## Рабочее задание a
Из какой книги Битова приводится в отрывке о школьном классе определение культуры?

———

В тот момент произошло мгновенное утроение-усемерение лабиринтных коридоров, а затем они — как щелкнул выключатель — послушно и аккуратно слились в один, и время потекло иначе, чем раньше.

И может быть, все началось именно в этот момент.

Потом еще долго на наших уроках мерцала эта тема — о том, что в настоящих произведениях литературы истинная борьба ведется не между героями, а между автором и читателем, и о том, что читатель — вовсе не отстраненное лицо, а участник молчаливого диалога. (Диалог: дуновение, движение; дебри, джинн, догадка, дважды досада).

Позже этот класс, этот удивительный класс подарит мне замечательных учеников. Талантливый ученик — не обязательно одаренный ребенок. Должны быть вопросы. Изнутри, от себя.

У этих детей (удивление первое) вопросы — были. Собственные, а не мои, им подаренные. Хотя мои тоже стали "своими", вошли в число принимаемых. И еще. Эти дети (удивление второе) умели вслушиваться.

Направленность на познание, жажда узнавать — лишь одна сторона ученичества и, возможно, не самая плодотворная. Я встречала детей, которые так жадно поглощали сведения, будто голод утоляли, и очень быстро насыщались, уставали, не умея перерабатывать информацию, не учась знание сделать собственным.

Кстати, вспомнилось. Я читала разные определения культуры, но особенно мне понравилось одно, из "Уроков Армении" Битова, что-то вроде того: культура есть умение не нажираться. Бескультурный человек, пишет Битов (цитирую по памяти), нажирается, пируя, нажирается, любя, нажирается, дружа. Выбрасывает хлеб, прогоняет женщину, предает друга.

Так вот ученик — суть человек уважающий. Ум его встревожен, душевная организация тоньше, чем у обычного школьника. Он острее улавливает все, что слышит и видит. И главное: он весь направлен на прояснение собственных смыслов. Как Мельников. Как Вольский. Как Юля Наумова.

Класс, который был не в радость, а в тягость, в один урок стал интересным и значительным.

А Редюхин бодро сказал:

— Давай, Танюш, работай-ка по своей программе.

———

## Рабочее задание b
Перепишите записи, начиная с самого начала записей и заканчивая строкой, где стоит «positive clicks: (304, 196)», заменив «rough mask» на «coarse mask». Больше ничего не меняйте.

## Записи из источника данных
———

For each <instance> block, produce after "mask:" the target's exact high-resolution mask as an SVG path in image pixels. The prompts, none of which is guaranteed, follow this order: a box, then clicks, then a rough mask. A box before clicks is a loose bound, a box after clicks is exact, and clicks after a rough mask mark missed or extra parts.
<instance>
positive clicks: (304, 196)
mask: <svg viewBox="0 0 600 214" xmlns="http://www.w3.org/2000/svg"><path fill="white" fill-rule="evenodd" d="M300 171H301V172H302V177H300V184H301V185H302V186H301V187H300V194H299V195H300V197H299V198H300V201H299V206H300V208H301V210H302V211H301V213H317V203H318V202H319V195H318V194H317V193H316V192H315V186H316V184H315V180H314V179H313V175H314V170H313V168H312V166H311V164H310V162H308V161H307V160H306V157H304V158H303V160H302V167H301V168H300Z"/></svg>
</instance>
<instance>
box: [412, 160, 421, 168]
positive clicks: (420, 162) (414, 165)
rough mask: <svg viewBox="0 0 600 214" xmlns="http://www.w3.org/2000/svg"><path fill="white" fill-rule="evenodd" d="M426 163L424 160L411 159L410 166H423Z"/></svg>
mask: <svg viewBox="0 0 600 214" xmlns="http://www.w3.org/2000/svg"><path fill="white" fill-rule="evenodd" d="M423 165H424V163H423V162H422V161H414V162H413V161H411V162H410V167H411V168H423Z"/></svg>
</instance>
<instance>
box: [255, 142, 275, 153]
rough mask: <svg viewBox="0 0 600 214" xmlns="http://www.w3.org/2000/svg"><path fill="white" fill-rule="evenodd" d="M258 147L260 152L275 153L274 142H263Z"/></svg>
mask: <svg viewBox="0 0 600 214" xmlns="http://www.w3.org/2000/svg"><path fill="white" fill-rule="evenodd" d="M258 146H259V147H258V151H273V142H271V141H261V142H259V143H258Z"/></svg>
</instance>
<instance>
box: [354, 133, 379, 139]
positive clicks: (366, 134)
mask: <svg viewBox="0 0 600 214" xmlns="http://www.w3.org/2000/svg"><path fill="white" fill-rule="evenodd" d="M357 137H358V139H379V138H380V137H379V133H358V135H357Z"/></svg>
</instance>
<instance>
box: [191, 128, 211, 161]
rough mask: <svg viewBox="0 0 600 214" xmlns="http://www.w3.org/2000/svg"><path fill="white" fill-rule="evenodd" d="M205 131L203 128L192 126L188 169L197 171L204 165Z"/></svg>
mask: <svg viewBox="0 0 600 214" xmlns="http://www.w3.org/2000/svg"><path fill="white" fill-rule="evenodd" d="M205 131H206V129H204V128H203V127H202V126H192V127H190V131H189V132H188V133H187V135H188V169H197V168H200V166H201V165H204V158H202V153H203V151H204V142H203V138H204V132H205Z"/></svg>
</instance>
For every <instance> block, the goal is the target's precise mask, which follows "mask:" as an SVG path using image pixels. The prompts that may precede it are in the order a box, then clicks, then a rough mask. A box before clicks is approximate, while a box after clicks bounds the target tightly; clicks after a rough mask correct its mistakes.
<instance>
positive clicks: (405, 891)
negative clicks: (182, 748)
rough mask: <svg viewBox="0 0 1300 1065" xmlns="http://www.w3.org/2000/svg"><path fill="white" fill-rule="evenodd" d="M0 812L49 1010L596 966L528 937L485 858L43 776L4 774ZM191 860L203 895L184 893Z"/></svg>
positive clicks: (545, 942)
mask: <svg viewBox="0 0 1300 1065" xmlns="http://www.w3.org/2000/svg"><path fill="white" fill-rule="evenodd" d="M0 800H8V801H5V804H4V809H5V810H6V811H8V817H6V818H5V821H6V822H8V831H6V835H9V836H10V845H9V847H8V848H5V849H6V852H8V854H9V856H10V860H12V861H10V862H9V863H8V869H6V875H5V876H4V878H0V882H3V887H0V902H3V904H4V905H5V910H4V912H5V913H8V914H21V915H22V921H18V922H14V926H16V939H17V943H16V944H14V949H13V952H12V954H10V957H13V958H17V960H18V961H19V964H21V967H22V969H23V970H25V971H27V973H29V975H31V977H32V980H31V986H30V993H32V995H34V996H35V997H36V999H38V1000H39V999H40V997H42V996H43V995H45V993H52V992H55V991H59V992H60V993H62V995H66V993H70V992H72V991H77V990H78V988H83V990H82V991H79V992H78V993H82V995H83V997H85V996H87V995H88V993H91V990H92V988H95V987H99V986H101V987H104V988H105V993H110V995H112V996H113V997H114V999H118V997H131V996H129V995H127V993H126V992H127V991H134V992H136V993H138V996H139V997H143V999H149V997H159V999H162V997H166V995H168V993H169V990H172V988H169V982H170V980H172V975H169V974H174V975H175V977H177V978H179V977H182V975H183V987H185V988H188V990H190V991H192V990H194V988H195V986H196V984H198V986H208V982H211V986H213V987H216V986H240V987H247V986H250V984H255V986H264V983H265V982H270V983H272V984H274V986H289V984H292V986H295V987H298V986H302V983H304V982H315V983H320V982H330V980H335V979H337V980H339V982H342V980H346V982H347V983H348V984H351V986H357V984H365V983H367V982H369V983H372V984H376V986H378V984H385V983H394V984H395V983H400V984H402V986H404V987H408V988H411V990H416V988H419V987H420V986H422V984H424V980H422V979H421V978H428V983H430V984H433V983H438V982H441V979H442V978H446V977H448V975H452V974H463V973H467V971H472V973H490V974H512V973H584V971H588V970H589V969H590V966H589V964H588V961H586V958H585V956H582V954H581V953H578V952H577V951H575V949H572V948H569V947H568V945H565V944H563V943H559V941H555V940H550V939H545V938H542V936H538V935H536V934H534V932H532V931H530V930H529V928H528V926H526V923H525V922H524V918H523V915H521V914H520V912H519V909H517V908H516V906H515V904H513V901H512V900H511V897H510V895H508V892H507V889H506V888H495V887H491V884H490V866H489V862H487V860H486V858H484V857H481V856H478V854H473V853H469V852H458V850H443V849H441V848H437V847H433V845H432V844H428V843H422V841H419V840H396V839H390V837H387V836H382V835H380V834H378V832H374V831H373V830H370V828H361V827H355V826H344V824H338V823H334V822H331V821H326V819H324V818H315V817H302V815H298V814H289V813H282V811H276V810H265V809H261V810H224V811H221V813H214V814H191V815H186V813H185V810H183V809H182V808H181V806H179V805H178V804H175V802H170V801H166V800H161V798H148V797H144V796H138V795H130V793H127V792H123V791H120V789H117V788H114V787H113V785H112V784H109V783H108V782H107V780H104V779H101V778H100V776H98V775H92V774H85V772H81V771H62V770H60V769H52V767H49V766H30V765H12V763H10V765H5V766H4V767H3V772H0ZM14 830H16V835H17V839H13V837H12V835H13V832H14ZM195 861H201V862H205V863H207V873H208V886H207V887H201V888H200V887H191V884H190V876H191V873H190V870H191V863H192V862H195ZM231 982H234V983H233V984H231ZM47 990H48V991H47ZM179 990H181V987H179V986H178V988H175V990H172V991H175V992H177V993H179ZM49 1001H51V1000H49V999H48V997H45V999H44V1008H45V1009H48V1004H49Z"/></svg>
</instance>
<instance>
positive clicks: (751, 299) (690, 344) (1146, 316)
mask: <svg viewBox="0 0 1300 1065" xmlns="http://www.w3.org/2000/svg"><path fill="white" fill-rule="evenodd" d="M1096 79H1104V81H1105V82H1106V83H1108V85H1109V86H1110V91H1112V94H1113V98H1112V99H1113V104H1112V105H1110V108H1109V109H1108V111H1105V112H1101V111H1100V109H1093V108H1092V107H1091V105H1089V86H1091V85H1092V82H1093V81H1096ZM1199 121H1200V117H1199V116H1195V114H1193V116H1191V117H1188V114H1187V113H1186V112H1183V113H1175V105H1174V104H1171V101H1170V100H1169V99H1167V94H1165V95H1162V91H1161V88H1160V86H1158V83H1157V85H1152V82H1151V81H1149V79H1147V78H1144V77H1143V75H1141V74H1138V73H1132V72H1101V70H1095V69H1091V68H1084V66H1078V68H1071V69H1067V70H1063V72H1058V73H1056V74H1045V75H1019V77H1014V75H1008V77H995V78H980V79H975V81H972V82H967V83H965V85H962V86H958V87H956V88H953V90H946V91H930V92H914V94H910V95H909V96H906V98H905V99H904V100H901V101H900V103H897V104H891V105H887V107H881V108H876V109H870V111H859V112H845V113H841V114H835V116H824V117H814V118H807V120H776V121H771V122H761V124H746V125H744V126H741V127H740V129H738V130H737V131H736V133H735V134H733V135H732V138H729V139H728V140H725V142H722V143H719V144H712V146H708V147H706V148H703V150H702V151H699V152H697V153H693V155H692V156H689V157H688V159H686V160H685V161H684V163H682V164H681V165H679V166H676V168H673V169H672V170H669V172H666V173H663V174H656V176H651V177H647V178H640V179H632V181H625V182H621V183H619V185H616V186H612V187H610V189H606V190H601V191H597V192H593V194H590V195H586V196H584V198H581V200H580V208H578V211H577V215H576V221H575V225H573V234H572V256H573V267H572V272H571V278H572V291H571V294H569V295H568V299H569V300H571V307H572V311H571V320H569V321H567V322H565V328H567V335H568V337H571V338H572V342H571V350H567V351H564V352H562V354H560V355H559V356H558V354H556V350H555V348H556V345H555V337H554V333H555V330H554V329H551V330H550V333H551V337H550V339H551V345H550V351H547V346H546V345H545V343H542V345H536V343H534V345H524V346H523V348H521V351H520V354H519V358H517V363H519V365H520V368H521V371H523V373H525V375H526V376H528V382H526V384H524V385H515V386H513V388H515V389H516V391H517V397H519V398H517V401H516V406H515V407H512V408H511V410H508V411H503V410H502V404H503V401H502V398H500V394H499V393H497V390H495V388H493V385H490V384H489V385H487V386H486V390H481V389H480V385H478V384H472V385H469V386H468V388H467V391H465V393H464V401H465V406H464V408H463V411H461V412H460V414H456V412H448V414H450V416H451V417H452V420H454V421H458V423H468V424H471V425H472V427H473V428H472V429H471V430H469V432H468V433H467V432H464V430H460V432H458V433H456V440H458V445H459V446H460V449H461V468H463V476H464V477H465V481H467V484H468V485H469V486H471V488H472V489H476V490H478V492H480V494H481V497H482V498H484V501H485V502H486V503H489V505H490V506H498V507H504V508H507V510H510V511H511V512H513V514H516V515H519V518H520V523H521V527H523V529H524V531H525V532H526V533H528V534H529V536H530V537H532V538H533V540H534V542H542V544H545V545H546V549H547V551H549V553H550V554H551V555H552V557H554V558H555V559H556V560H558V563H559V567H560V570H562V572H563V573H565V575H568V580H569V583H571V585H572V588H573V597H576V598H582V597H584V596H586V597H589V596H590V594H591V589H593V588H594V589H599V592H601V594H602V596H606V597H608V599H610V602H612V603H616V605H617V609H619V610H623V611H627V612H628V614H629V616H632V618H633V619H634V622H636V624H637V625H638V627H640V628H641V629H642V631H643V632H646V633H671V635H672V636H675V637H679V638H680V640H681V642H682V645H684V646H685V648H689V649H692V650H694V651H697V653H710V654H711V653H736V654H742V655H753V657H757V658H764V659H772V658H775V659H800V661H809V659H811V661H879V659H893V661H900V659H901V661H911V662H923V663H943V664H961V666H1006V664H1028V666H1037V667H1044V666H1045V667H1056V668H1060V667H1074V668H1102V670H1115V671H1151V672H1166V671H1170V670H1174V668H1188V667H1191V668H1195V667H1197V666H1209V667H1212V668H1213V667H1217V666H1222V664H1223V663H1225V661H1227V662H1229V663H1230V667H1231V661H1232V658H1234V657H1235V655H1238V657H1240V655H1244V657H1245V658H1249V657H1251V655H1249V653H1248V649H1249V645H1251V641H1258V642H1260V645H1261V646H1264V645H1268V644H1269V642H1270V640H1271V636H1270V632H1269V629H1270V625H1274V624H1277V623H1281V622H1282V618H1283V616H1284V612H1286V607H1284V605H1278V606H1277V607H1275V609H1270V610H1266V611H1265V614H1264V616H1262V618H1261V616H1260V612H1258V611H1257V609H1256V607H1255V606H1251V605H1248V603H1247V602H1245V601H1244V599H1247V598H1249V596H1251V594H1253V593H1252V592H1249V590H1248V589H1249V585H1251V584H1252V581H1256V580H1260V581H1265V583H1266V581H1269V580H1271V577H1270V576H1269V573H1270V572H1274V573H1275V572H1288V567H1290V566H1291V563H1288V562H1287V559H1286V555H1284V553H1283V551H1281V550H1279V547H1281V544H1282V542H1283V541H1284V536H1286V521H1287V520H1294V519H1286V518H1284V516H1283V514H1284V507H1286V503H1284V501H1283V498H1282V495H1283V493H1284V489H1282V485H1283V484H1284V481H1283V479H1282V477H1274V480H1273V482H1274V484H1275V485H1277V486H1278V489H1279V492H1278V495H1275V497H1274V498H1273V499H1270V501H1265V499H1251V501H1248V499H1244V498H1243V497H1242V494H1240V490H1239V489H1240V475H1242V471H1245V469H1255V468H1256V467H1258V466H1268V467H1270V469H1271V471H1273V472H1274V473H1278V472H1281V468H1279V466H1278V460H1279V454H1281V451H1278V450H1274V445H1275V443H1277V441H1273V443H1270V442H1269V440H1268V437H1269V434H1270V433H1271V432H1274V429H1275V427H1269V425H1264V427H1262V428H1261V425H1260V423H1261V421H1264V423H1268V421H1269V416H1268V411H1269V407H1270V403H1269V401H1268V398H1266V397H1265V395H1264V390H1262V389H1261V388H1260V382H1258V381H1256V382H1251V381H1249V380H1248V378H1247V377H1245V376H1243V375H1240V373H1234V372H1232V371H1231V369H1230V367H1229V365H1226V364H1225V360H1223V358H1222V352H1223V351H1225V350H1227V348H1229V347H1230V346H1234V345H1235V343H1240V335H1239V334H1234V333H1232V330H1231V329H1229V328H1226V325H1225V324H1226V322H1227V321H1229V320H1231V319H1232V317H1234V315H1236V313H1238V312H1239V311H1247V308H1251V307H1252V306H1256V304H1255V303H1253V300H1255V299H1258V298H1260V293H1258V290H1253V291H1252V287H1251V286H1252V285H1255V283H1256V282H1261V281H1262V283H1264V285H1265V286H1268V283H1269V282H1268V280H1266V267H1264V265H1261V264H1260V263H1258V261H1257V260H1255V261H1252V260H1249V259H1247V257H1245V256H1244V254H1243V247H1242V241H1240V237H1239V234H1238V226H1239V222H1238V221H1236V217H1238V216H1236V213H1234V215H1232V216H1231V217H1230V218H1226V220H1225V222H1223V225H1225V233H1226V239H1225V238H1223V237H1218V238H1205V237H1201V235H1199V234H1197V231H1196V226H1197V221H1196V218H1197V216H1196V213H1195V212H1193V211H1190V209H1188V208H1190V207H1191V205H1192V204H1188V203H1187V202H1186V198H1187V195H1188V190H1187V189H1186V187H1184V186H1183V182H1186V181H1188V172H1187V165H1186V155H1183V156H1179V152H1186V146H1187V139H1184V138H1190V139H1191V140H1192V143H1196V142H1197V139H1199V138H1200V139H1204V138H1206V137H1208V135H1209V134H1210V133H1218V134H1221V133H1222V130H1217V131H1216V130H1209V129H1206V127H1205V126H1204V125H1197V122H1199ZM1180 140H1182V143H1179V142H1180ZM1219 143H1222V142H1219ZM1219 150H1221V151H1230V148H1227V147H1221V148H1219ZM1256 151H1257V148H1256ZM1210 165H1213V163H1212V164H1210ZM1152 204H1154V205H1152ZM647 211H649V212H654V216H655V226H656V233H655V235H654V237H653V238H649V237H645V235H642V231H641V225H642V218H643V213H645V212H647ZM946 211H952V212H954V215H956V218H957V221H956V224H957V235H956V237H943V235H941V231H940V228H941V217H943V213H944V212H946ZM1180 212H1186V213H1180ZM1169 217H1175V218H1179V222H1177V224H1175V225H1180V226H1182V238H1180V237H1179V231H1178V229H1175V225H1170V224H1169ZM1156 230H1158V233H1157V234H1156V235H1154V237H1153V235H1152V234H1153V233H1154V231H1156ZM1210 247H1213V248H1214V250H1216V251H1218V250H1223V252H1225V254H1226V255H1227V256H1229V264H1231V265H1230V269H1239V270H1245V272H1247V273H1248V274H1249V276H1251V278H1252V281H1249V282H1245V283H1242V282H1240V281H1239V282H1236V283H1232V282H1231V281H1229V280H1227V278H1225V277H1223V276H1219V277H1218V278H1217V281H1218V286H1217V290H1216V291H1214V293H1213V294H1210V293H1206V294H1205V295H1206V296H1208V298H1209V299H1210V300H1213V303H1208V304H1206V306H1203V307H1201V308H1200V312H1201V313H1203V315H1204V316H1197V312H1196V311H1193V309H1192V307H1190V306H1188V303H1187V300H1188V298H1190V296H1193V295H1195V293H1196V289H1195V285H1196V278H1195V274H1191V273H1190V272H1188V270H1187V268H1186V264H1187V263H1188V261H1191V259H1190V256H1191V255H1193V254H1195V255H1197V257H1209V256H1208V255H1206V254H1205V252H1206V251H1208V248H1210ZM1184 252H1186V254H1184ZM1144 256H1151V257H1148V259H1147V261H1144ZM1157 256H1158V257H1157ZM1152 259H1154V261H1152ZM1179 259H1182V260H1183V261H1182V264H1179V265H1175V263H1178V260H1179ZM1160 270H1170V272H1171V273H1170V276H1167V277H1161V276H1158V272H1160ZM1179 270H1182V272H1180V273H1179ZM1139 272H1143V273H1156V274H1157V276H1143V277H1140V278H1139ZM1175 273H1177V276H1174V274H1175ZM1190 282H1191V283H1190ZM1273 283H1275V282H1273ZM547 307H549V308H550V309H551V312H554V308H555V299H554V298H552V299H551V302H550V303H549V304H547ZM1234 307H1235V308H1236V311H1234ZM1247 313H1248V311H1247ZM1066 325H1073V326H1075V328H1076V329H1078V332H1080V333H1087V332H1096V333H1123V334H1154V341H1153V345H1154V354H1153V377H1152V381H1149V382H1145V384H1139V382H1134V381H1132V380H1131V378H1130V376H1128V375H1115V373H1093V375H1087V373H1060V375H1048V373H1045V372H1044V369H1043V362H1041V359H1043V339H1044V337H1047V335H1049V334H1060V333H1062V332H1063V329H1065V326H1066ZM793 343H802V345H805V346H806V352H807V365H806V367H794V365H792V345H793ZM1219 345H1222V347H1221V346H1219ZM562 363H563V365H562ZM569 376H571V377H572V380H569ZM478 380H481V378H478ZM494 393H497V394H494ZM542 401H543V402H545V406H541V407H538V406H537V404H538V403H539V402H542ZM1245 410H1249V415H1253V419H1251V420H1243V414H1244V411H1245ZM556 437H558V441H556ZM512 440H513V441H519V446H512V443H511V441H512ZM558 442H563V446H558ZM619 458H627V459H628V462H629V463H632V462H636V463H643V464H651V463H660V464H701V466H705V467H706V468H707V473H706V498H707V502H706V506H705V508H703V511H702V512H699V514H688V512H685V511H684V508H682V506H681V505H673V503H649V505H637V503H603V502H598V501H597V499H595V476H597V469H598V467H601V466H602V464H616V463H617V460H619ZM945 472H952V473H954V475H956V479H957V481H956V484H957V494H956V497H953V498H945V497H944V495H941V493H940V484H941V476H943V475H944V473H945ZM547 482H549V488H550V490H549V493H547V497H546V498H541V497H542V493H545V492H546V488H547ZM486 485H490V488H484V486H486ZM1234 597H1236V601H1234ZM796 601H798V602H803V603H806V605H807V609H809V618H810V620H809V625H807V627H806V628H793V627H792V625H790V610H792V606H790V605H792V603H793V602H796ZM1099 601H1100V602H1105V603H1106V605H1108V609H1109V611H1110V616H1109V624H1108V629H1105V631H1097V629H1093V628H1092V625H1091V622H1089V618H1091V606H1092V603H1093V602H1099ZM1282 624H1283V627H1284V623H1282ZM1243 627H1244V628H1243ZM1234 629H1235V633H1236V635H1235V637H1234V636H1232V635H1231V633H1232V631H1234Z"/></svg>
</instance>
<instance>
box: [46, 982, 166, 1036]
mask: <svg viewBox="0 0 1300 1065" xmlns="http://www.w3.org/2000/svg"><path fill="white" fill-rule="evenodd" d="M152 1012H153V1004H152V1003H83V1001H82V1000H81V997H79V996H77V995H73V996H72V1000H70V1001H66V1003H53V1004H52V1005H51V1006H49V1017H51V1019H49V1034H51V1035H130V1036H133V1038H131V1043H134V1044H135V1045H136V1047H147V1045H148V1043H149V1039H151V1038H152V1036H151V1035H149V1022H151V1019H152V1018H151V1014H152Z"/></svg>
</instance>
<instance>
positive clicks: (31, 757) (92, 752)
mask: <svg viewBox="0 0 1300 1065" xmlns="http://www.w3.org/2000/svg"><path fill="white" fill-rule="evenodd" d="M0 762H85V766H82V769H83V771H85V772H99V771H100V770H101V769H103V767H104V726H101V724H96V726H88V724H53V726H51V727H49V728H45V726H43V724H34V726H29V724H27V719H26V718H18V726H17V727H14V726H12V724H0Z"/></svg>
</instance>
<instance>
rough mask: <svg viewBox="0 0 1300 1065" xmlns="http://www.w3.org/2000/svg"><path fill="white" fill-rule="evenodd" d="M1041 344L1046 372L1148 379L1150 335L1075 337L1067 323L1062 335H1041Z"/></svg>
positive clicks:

———

## Ответ на задание a
Из «Уроков Армении».

## Ответ на задание b
For each <instance> block, produce after "mask:" the target's exact high-resolution mask as an SVG path in image pixels. The prompts, none of which is guaranteed, follow this order: a box, then clicks, then a coarse mask. A box before clicks is a loose bound, a box after clicks is exact, and clicks after a coarse mask mark missed or extra parts.
<instance>
positive clicks: (304, 196)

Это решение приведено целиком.